Brief 1: From the Kafka multi-node cluster page, reproduce word for word the stretch from "Learn via video" through "cluster setup easily.".
Brief 2: According to the Kafka multi-node cluster page, what maintains the leadership for the Kafka Controller?
Brief 3: Go on with the Kafka multi-node cluster page, picking up after its last sentence.

Source extract:
Setting up a multi-node Kafka cluster

Learn via video courses
Topics Covered

Overview

In this article, we shall be throwing light on how to configure and execute the Kafka multi-node cluster setup. We start with the prerequisite that one must follow before jumping into executing the Kafka multi-node cluster setup. It is also recommended to have a deep understanding of Kafka, its various crucial components, as well as its architecture, as it would help you understand the steps to execute the Kafka multi-node cluster setup easily.

Prerequisites

Some prerequisites that must be kept in mind before in Kafka multi-node cluster setup are given below:

  • Java Development Kit (JDK): Before installing Kafka on your system, it's recommended to have Java as the most needed prerequisite. It can directly be installed via the official Oracle website or from the link JDK. Make sure to install 32-bit or 64-bit as per your system configuration. Once it's downloaded, run the installer, and you should be easily able to configure the file path as well as the Java_Home environment variables. Lastly, run the java-version command to test the JDK installation in your terminal.

  • 7-Zip or WinRAR: For unzipping or extracting the downloaded Kafa files, it is good to have the 7-Zip already installed. You can install it via the link 7-Zip or WinRAR.

  • The leadership for the Kafka Controller is maintained via the Zookeeper.

  • SSH connection is correctly installed, and configured Kafka multi-node cluster setup.

  • Its a mandatory to install and correctly configure Zookeeper across all the nodes over the cluster and validate if it is successfully running with a leader and follower mode. Zookeeper holds the main responsibility to keep the information over the topic, broker, and partition for every Kafka node.

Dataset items
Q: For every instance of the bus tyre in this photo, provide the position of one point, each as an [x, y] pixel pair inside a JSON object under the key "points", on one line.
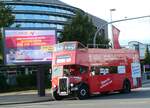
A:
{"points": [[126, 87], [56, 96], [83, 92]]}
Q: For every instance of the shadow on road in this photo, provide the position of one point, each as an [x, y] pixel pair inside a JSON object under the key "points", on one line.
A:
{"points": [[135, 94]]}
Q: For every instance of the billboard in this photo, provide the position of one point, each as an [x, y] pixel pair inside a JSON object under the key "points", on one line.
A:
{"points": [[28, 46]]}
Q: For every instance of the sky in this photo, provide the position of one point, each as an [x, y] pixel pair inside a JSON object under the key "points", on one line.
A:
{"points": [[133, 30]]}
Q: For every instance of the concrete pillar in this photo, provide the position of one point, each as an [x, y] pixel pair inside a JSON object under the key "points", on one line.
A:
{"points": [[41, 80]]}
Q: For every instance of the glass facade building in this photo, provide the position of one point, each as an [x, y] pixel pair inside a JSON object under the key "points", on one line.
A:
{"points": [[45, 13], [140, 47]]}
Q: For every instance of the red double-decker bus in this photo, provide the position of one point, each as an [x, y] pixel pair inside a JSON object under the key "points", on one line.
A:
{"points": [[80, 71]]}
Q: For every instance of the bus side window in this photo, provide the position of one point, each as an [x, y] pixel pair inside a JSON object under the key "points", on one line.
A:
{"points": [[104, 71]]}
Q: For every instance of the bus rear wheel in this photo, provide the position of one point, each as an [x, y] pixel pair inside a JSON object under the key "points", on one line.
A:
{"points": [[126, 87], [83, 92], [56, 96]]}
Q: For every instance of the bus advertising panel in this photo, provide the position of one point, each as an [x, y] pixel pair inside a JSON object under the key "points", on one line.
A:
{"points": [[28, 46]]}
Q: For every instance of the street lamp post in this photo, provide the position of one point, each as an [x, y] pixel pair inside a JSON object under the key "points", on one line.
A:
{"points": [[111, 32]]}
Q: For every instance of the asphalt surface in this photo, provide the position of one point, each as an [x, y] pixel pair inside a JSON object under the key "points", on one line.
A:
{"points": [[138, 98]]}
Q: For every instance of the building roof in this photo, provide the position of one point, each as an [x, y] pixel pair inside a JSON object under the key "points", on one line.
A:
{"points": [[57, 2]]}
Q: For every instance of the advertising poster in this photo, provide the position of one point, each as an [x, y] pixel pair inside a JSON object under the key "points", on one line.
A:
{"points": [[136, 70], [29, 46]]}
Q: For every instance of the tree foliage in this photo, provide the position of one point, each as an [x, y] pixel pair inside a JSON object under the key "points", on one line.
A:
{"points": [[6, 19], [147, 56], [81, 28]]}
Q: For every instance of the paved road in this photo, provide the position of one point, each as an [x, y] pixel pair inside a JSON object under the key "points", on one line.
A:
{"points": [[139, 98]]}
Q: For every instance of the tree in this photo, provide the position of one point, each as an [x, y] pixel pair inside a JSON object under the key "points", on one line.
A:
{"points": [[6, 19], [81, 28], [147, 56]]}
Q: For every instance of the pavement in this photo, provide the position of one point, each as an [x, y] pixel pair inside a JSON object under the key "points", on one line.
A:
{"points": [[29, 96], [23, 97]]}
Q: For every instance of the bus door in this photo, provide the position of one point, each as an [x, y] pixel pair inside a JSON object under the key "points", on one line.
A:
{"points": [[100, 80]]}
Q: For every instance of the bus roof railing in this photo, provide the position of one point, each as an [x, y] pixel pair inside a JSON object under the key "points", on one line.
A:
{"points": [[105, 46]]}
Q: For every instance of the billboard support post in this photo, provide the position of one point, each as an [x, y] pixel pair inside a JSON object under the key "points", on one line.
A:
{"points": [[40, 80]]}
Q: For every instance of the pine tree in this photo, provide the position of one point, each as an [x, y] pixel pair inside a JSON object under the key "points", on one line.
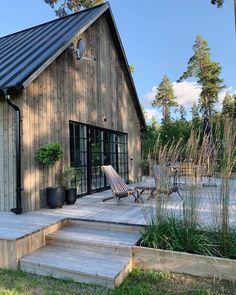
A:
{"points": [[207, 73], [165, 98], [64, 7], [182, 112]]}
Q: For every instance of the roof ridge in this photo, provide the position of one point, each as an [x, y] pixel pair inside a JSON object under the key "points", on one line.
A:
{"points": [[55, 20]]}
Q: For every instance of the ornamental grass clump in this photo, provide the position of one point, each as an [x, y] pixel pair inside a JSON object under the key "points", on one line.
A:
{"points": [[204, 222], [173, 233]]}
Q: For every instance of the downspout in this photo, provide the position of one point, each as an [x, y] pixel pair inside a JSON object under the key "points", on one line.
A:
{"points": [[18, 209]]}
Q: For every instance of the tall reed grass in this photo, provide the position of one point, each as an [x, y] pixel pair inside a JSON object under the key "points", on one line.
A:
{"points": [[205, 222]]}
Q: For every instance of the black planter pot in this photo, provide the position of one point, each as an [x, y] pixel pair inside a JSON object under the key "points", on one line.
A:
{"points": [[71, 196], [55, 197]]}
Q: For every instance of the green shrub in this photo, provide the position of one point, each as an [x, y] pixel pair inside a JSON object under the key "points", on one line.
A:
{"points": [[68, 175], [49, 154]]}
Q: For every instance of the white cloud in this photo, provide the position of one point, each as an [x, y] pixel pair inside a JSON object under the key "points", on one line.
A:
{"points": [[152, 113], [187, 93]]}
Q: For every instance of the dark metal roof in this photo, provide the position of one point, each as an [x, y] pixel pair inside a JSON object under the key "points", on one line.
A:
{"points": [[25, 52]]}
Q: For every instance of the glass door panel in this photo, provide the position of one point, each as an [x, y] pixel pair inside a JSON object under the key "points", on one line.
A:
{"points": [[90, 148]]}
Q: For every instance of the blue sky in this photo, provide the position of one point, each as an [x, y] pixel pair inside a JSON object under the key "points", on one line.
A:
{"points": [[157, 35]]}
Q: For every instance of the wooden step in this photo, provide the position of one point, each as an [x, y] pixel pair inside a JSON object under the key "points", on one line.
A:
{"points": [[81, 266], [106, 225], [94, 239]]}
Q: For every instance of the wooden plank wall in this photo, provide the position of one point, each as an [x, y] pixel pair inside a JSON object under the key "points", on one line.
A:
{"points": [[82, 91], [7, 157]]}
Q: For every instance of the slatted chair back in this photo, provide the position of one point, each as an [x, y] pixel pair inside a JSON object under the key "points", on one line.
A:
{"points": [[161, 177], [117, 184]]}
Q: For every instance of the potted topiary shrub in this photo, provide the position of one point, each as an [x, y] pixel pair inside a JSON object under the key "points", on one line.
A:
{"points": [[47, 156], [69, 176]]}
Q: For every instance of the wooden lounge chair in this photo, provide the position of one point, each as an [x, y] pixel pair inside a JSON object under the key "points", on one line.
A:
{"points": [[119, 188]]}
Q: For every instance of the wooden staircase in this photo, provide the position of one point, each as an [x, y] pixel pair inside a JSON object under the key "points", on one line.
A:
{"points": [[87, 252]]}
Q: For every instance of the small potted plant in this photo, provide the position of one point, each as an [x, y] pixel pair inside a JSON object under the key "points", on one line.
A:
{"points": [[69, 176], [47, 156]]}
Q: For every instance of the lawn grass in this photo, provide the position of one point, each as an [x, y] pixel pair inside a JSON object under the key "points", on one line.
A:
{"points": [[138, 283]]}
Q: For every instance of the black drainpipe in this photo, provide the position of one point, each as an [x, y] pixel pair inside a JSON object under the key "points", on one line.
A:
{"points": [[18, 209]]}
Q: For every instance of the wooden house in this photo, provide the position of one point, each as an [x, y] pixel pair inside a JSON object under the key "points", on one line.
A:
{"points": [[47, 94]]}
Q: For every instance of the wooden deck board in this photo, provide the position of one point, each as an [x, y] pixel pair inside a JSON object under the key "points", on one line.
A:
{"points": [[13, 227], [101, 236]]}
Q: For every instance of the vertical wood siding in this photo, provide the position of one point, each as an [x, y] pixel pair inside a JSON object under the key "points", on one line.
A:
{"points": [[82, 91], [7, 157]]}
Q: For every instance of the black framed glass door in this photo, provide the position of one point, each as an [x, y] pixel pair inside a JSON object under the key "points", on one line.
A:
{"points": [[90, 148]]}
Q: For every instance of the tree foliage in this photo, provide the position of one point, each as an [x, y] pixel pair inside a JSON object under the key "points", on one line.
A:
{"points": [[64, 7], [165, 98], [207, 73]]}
...
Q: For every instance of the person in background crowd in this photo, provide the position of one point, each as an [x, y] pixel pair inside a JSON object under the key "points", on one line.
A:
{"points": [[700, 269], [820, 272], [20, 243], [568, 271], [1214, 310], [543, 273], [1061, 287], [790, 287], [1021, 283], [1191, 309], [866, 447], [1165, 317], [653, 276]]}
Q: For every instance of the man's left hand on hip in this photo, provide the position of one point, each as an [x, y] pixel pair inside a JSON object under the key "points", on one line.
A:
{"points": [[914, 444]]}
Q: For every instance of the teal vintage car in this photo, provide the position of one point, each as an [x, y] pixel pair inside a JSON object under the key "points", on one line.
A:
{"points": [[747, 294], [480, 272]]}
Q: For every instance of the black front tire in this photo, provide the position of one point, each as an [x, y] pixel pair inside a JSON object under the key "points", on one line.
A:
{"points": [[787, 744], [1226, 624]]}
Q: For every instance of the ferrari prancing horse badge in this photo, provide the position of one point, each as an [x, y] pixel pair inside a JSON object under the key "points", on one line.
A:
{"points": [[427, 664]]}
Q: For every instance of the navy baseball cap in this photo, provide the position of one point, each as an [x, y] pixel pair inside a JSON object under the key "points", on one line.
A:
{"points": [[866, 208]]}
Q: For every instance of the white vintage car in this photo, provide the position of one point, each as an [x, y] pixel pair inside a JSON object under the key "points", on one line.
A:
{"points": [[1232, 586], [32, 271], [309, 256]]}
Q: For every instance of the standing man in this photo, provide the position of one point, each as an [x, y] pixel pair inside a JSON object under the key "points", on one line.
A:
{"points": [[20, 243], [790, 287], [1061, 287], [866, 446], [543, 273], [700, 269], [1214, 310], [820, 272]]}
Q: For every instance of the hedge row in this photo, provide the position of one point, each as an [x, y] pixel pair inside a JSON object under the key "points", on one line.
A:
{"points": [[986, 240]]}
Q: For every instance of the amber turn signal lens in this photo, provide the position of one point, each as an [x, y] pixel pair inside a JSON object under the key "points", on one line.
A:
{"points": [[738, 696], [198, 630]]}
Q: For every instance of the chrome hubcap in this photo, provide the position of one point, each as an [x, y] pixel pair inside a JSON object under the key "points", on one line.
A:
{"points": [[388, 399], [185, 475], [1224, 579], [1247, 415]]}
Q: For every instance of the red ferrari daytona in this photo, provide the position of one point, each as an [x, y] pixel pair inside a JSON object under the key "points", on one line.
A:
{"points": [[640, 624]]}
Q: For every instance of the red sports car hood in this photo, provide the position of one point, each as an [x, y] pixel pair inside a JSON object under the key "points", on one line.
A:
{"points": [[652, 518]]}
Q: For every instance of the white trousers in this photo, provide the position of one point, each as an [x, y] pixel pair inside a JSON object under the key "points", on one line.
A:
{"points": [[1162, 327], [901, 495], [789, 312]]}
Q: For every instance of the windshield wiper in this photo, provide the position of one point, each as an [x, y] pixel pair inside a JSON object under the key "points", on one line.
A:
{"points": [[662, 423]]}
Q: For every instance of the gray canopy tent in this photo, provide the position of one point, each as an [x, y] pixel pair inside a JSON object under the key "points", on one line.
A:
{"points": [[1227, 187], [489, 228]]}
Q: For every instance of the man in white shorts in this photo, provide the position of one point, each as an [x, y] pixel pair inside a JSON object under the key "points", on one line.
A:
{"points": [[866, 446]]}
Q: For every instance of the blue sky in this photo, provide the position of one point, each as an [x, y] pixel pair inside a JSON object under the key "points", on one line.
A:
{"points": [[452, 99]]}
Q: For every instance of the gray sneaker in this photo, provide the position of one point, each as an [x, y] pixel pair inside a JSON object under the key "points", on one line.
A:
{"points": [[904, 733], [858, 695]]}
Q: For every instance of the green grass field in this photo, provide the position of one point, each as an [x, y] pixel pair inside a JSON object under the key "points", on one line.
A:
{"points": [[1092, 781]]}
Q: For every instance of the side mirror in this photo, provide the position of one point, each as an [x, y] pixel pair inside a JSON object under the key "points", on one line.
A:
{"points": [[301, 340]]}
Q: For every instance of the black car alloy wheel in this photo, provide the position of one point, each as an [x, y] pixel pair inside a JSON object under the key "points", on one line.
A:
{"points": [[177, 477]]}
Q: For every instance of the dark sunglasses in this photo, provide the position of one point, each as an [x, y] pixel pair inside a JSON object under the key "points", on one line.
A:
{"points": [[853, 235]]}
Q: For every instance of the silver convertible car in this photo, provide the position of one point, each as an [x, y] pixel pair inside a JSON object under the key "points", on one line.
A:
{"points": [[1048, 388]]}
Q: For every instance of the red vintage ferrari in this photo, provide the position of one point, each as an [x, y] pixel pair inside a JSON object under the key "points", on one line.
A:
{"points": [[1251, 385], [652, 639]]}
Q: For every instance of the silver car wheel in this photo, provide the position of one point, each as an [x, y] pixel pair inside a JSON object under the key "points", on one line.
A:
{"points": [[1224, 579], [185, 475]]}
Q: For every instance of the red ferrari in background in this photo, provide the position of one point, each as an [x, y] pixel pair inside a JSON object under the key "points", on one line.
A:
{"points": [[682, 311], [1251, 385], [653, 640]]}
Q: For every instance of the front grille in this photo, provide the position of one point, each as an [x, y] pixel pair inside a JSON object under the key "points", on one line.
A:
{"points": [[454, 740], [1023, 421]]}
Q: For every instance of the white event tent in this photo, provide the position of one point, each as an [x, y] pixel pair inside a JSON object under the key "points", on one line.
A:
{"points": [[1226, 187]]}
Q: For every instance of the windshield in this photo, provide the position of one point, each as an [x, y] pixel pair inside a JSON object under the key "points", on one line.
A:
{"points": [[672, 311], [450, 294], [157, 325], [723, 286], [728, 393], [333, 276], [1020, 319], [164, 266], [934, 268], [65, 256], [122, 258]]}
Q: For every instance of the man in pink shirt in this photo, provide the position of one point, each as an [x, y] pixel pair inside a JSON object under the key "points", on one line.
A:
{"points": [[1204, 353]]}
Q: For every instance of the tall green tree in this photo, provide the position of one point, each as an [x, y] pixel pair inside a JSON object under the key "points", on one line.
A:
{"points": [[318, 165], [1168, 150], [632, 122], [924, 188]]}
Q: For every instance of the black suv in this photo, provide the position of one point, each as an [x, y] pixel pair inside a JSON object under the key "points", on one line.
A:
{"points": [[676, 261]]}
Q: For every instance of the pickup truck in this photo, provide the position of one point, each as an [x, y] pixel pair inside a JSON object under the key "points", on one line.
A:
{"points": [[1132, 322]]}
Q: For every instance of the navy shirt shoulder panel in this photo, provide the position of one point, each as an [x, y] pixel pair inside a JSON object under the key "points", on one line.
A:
* * *
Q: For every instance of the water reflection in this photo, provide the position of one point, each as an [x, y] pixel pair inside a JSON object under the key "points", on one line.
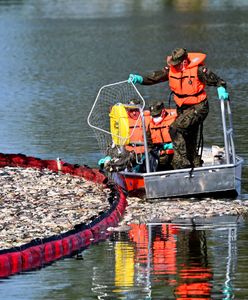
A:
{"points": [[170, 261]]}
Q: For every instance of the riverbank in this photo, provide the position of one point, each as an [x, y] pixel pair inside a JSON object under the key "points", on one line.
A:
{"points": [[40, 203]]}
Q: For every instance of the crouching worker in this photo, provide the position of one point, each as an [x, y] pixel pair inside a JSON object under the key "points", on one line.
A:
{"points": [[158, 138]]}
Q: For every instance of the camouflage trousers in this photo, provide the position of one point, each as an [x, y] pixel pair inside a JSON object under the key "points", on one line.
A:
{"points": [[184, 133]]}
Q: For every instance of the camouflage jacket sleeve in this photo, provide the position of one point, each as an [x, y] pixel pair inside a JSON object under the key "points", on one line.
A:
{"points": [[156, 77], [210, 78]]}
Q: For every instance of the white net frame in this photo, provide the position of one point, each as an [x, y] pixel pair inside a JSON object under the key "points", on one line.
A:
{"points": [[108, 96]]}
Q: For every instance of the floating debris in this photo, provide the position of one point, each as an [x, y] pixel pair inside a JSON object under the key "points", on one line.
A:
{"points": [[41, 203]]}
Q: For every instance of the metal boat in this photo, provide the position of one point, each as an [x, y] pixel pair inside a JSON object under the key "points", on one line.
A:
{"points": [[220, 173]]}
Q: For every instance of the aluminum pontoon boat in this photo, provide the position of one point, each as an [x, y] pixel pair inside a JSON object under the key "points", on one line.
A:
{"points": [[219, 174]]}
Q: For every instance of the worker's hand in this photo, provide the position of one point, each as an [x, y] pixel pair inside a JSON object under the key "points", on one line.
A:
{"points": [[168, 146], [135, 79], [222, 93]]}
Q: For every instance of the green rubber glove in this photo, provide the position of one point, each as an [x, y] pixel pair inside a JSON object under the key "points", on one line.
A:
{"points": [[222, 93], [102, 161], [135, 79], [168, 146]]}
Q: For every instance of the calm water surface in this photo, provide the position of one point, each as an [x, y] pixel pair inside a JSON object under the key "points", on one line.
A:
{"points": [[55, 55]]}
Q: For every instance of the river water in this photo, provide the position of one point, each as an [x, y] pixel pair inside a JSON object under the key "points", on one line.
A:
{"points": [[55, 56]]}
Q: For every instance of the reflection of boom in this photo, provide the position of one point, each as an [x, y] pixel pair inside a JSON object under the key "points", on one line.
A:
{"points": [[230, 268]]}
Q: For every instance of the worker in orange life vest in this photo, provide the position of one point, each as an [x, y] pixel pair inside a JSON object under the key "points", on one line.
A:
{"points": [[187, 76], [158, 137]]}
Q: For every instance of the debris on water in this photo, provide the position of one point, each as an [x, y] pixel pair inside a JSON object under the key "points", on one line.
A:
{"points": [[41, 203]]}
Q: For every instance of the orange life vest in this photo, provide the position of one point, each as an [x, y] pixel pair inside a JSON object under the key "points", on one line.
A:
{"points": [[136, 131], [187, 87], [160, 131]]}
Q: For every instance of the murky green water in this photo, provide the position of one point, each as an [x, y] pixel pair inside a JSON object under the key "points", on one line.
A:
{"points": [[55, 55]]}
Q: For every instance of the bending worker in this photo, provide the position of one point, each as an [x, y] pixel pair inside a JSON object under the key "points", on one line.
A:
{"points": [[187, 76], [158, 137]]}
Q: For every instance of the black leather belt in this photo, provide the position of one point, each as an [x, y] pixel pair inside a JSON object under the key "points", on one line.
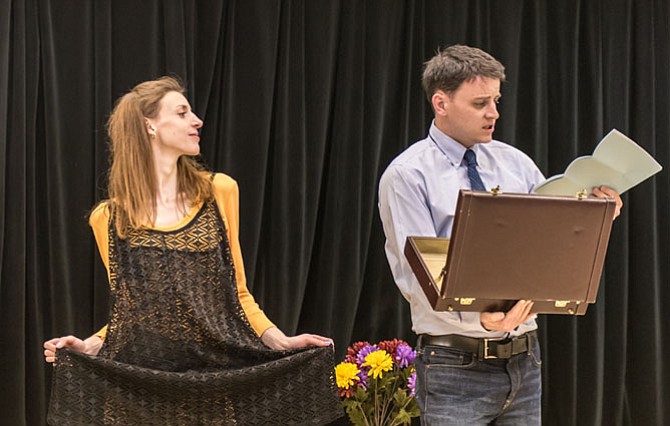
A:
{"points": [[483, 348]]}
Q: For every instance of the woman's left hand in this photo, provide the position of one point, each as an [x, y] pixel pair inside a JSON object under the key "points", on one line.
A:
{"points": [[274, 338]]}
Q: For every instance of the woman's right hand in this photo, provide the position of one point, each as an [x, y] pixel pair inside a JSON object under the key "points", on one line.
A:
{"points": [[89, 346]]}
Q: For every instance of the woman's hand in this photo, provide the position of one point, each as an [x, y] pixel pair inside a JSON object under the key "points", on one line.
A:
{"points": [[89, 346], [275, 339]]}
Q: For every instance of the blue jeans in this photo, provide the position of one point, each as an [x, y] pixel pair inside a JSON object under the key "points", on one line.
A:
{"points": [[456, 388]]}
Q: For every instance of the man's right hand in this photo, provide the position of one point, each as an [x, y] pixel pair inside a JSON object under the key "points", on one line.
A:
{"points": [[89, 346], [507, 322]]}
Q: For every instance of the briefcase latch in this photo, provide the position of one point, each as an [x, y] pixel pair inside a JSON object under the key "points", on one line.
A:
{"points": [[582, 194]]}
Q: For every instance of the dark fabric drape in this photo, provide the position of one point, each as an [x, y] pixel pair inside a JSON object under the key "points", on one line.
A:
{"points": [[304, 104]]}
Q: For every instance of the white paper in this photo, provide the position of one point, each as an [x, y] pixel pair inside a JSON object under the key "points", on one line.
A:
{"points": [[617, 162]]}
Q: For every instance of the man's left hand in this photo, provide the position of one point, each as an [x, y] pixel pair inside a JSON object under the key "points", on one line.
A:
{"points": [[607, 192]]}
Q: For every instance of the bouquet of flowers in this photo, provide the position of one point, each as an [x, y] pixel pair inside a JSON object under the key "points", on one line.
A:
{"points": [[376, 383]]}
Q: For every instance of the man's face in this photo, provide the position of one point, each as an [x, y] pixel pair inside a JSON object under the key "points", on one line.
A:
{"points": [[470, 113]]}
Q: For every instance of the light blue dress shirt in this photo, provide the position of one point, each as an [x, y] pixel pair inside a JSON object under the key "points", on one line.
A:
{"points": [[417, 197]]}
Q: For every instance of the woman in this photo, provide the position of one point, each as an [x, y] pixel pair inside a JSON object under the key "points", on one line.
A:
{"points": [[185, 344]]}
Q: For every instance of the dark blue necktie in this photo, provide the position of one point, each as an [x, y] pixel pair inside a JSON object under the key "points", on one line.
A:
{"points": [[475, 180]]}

Written reply 1:
Learn via video courses
Topics Covered

Overview

In this article, we shall be throwing light on how to configure and execute the Kafka multi-node cluster setup. We start with the prerequisite that one must follow before jumping into executing the Kafka multi-node cluster setup. It is also recommended to have a deep understanding of Kafka, its various crucial components, as well as its architecture, as it would help you understand the steps to execute the Kafka multi-node cluster setup easily.

Written reply 2: Zookeeper maintains the leadership for the Kafka Controller.

Written reply 3:
Java Development Kit

Installing and Configuring Kafka

In this section of the article, we shall be learning how one can Installing and Configuring in Kafka multi-node cluster setup:

  • Start by downloadeding Apache Kafka of version 2.3.1 from Apache link Apache Kafka Download mirror and extracted the tarball as shown below.

Installing and Configuring Kafka

  • Then, you can extract the files from the zip folder downloaded.
  • The entire directory "kafka_2.11–2.3.1" shall be moved to /usr/local/kafka. You could also wget https://downloads.apache.org/kafka/2.5.0/kafka-2.5.0-src.tgz. You must make sure you have the "root" privilege.
  • Once the steps mentioned above are executed for one node, repeat them for the remaining nodes in the Kafka cluster.
  • Users can also scp the entire directory extracted "kafka_2.11–2.3.1″ or move ahead with the downloaded kafka_2.11–2.3.1.tgz.
  • As part of the configuration step, find the config directory that you might find inside /usr/local/kafka

Installing Zookeeper

If you have not yet, downloaded and installed ZooKeeper, you can follow the below-given steps:

  • Navigate to the Zookeeper. You shall see the page like shown below:

Installing Zookeeper

  • Select the mirror site for successfully downloading the ZooKeeper package via the mirror zookeeper. As seen below, you shall get a html tar.gz file.

Installing Zookeeper1

  • Then, on the CLI, execute the command - wget https://downloads.apache.org/zookeeper/zookeeper-3.4.14/zookeeper-3.4.14.tar.gz
  • You shall see that in the zookeeper.connect configuration, the user can easily set the necessary Zookeeper address. When the Zookeeper is successfully up and running in a Kafka cluster, then you can provide the address as shown below, that is, a comma-separated list, localhost:2181,localhost:2182.

Creating a Multi-Node Cluster

In this section of the article, we shall be learning how one can Create a Multi-Node Cluster in Kafka multi-node cluster setup:

Step 1: From the Kafka folder, where you shall find the downloaded Kafka files, navigate to the config folder.

Step 2: Open the server.properties for manipulating or updating the key-value pair.

Step 3: Validate for broker_id, as it must be different than the other configuration files.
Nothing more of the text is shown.